◆ TASK BRIEF ◆
When a line in the listing below contains the word "building", return a copy of that line.
** SUPPLIED DATA follows **
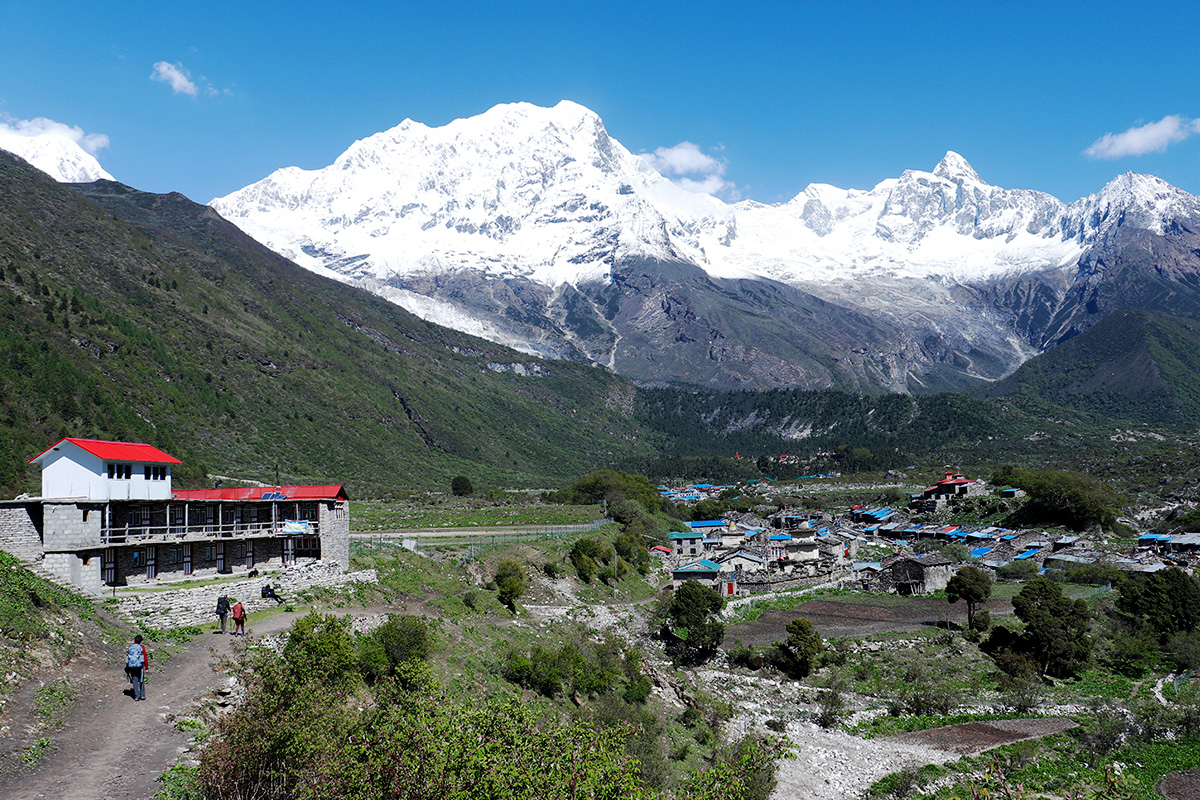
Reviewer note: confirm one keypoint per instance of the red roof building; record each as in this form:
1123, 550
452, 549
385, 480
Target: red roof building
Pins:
108, 517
** End of SUPPLIED DATA **
◆ ANSWER TO THIS PROBLEM ◆
Reviewer note: confirm one keypoint per instance of the red roof building; record each as in this form:
Target: red roof building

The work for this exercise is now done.